Job - Copy the full set of lines exactly as given.

Data for the task -
★ ★ ★
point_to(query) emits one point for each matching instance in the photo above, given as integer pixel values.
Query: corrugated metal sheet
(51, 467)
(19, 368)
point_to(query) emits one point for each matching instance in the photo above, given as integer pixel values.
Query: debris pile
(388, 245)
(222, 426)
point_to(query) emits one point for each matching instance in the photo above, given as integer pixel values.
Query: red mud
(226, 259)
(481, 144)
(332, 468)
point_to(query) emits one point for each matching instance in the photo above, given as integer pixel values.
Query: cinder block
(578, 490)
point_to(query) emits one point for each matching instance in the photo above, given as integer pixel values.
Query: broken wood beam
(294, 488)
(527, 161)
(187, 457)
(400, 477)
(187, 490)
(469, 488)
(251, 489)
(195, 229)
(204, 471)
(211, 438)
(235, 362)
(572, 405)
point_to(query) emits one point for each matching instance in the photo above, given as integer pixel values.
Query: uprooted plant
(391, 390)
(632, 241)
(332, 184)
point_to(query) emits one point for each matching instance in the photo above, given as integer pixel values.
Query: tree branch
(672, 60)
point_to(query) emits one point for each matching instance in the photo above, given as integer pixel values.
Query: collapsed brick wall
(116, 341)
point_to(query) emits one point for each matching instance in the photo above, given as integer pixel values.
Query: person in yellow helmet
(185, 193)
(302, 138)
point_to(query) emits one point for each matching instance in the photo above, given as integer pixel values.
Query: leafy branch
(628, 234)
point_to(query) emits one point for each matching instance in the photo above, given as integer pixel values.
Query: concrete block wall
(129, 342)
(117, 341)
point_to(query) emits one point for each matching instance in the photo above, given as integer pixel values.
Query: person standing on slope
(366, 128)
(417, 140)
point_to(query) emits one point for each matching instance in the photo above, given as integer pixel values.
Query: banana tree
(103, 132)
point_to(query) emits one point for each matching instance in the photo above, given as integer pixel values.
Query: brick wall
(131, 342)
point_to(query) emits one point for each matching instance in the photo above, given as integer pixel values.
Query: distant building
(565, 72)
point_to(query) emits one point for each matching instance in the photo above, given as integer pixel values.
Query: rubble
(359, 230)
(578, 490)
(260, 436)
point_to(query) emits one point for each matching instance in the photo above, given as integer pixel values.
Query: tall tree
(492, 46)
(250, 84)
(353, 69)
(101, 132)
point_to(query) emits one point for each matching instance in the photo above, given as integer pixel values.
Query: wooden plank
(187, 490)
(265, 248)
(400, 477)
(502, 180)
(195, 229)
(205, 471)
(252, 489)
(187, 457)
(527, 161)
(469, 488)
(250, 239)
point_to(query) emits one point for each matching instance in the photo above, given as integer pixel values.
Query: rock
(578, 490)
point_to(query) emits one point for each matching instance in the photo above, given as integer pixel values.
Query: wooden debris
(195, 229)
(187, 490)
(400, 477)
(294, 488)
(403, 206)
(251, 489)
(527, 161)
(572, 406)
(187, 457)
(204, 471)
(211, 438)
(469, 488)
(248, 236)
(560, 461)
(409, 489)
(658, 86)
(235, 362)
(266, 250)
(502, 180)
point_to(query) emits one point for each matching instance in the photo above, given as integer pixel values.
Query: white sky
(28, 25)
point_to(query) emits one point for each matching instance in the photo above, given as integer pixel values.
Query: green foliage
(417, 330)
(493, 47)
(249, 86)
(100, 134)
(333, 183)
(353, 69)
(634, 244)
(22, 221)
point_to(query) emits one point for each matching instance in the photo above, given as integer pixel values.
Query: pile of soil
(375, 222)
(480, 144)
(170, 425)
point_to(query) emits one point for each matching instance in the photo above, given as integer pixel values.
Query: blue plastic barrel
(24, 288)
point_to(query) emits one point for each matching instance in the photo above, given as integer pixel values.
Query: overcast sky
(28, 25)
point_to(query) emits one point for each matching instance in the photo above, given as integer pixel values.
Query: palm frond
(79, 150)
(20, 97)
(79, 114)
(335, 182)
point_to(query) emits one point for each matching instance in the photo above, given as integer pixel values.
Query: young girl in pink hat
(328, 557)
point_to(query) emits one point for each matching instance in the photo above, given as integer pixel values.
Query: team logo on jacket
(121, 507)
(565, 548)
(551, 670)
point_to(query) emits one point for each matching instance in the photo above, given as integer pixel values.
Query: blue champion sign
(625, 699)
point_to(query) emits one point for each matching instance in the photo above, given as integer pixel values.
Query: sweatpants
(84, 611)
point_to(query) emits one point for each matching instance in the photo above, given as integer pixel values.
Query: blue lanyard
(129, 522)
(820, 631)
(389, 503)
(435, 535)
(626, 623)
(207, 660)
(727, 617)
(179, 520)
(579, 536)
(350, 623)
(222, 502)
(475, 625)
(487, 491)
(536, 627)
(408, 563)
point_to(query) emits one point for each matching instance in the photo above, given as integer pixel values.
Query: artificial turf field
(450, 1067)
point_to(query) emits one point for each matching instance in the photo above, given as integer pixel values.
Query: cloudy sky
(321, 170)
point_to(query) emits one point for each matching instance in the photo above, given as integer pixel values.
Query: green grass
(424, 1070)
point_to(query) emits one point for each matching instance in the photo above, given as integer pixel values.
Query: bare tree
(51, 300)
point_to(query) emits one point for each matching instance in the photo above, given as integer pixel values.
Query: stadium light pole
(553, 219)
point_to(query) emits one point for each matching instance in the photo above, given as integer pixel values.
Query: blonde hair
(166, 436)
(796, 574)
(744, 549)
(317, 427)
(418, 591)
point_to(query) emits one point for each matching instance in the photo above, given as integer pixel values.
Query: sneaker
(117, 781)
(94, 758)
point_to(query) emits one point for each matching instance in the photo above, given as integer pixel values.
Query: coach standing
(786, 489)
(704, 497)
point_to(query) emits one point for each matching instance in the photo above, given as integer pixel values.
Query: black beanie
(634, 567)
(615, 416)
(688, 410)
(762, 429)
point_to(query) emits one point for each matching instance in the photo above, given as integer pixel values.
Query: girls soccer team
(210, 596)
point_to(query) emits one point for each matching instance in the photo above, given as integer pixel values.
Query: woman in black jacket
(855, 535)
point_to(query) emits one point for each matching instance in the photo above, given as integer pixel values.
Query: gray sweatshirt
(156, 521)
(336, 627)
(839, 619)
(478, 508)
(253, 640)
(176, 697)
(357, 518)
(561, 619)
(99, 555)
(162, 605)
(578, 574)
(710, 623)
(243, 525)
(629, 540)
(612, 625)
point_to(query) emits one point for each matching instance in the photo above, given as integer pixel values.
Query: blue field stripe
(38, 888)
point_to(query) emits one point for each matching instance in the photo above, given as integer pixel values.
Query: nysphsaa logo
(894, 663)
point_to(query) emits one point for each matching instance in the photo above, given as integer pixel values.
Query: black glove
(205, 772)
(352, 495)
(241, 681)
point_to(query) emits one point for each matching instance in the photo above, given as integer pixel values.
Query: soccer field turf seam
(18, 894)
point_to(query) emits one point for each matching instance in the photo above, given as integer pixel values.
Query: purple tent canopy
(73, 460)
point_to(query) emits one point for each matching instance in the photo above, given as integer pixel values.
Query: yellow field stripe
★ ★ ★
Reply -
point_to(query) emits one point for each matching instance in the photo above, given as integer pixel values.
Query: corrugated metal sheet
(51, 467)
(19, 368)
point_to(query) emits one point for each matching instance in the photo above, given as integer pixel values.
Query: debris pile
(388, 245)
(222, 426)
point_to(query) emits one point for each matching instance in the photo above, given as integer pixel values.
Query: red mud
(226, 259)
(481, 144)
(332, 468)
point_to(query) emits one point for each matching instance in the photo above, given as integer pixel values.
Query: cinder block
(578, 490)
point_to(query) emits one point for each matching instance in the photo above, given as integer pixel values.
Query: broken wood beam
(294, 488)
(527, 161)
(187, 457)
(400, 477)
(187, 490)
(469, 488)
(251, 489)
(195, 229)
(204, 471)
(211, 438)
(235, 362)
(572, 405)
point_to(query) emits one point for each matching instance in the photo above, given as integer pixel values.
Query: uprooted plant
(391, 390)
(632, 241)
(332, 184)
point_to(query) emits one point for each matching instance in the photo above, given as integer pixel values.
Query: tree branch
(672, 60)
point_to(query) emits one point for each matching instance in the photo above, given as integer pixel values.
Query: collapsed brick wall
(116, 341)
point_to(query) emits one point for each matching instance in the photo above, given as integer pixel values.
Query: person in yellow helmet
(185, 193)
(302, 138)
point_to(query) emits one point for each matching instance in the photo above, given as integer pixel values.
Query: leafy branch
(628, 234)
point_to(query) emits one point for each matching instance in the photo above, given as integer pixel values.
Query: concrete block wall
(129, 342)
(117, 341)
point_to(query) emits one point for each matching instance in the photo above, given as integer pixel values.
Query: person standing on slope
(366, 128)
(417, 140)
point_to(query) emits one point for each matching instance in the photo above, given as integer pixel values.
Query: banana tree
(103, 132)
point_to(query) emits one point for each matching instance in the photo above, given as integer pixel values.
Query: brick wall
(131, 342)
point_to(query) emits one point for each matching instance in the photo above, given as integer pixel values.
Query: distant building
(565, 72)
point_to(query) emits one point for each matching instance in the photo above, given as integer pixel values.
Query: rubble
(359, 230)
(578, 490)
(260, 436)
point_to(query) emits one point for each matching instance in the photo above, given as integer pixel values.
Query: tall tree
(492, 46)
(250, 84)
(353, 69)
(101, 132)
point_to(query) emits one point for each matching instance in the photo above, given as integer pixel values.
Query: wooden plank
(187, 490)
(265, 248)
(400, 477)
(502, 180)
(195, 229)
(205, 471)
(252, 489)
(187, 457)
(527, 161)
(469, 488)
(250, 239)
point_to(query) emits one point for each matching instance in the photo above, given as integer pixel values.
Query: rock
(578, 490)
point_to(query) emits one point for each matching instance in the photo above, given as integer pixel values.
Query: wooden debris
(195, 229)
(187, 490)
(400, 477)
(294, 488)
(403, 206)
(251, 489)
(527, 161)
(572, 406)
(187, 457)
(204, 471)
(211, 438)
(469, 488)
(248, 236)
(560, 461)
(409, 489)
(658, 86)
(235, 362)
(266, 250)
(502, 180)
point_to(query) emits one point for each matching instance in the photo above, given as integer pixel values.
Query: white sky
(28, 25)
point_to(query) emits one point for each matching instance in the photo above, given as integer pixel values.
Query: green foliage
(417, 330)
(493, 47)
(249, 86)
(100, 134)
(333, 183)
(353, 69)
(634, 244)
(22, 221)
point_to(query) emits one point for each matching instance in the photo above, given as integer pixel values.
Query: pile of soil
(375, 222)
(480, 144)
(170, 425)
point_to(query) emits one point for each matching instance in the photo above, given as integer pixel values.
Query: blue plastic barrel
(24, 288)
point_to(query) emits one point for each matching instance in the photo above, given as integer pixel values.
Query: overcast sky
(28, 25)
point_to(query) emits one point for each matching instance in the photo above, given as integer pixel values.
Query: palm frond
(79, 150)
(20, 97)
(79, 114)
(335, 182)
point_to(query) emits one point for each matching instance in the photo above, given as integer pixel values.
Query: young girl in pink hat
(328, 557)
point_to(query) emits one point for each matching instance in the photo above, given as integer pixel values.
Query: team logo on jacket
(121, 507)
(565, 548)
(551, 670)
point_to(query) emits one point for each matching instance in the photo above, given as integer pixel values.
Query: blue champion sign
(625, 699)
point_to(query) emits one point for each matching instance in the photo above, given as integer pixel values.
Query: sweatpants
(84, 611)
point_to(query) emits one point for each matching instance in the photo above, given as integer pixel values.
Query: blue lanyard
(129, 522)
(820, 631)
(389, 503)
(435, 535)
(626, 623)
(207, 660)
(727, 617)
(179, 520)
(579, 536)
(350, 623)
(222, 502)
(475, 625)
(487, 491)
(536, 627)
(408, 563)
point_to(query) emits one point for each matching instance in the photo above, given as integer pixel values.
Query: artificial turf field
(450, 1067)
point_to(query) emits one point for each matching instance in the photo above, given as integer pixel values.
Query: cloudy sky
(321, 170)
point_to(query) emits one point for each matching instance in the photo above, given as integer pixel values.
Query: green grass
(424, 1070)
point_to(query) emits one point for each matching instance in the photo above, given as integer pixel values.
Query: bare tree
(51, 300)
point_to(query) emits one point for each matching instance in the photo above, given as integer pixel values.
Query: stadium light pole
(553, 219)
point_to(query) emits one point for each matching instance in the photo above, given as integer pixel values.
Query: blonde hair
(166, 436)
(796, 574)
(744, 549)
(317, 427)
(418, 591)
point_to(query) emits one point for each matching instance in the photo above, given as integer pixel values.
Query: sneaker
(117, 781)
(94, 758)
point_to(query) emits one point for each matching instance in the photo above, given as integer pixel values.
Query: coach standing
(786, 489)
(704, 497)
point_to(query) emits one point for each matching instance in the photo above, given as integer pixel values.
Query: black beanie
(634, 567)
(615, 416)
(688, 410)
(762, 429)
point_to(query) emits one point for each matching instance in the photo above, given as integer pixel values.
Query: girls soccer team
(210, 596)
point_to(query) emits one point for each matching instance in the photo above, given as integer pixel values.
Query: woman in black jacket
(855, 535)
point_to(query) emits one point for each matching instance in the photo above, given as integer pixel values.
Query: gray sweatshirt
(156, 521)
(336, 627)
(839, 619)
(478, 508)
(253, 640)
(176, 697)
(357, 518)
(561, 619)
(99, 555)
(162, 605)
(578, 574)
(710, 623)
(243, 525)
(629, 540)
(612, 625)
point_to(query) emits one point for each matching instance in the photo above, given as integer pixel values.
Query: blue field stripe
(38, 888)
point_to(query) emits one point for each matching instance in the photo above, given as integer pixel values.
Query: nysphsaa logo
(894, 663)
point_to(query) emits one point for each matching instance in the photo above, given as integer pixel values.
Query: black glove
(205, 772)
(352, 495)
(241, 681)
point_to(query) emits one point for each matching instance in the photo above, given as integer pixel values.
Query: soccer field turf seam
(18, 894)
point_to(query) emits one point for each matching instance in the photo above, given as integer pixel values.
Query: purple tent canopy
(73, 460)
point_to(query) emits one point for each matching instance in the photo above, given as integer pixel values.
Query: yellow field stripe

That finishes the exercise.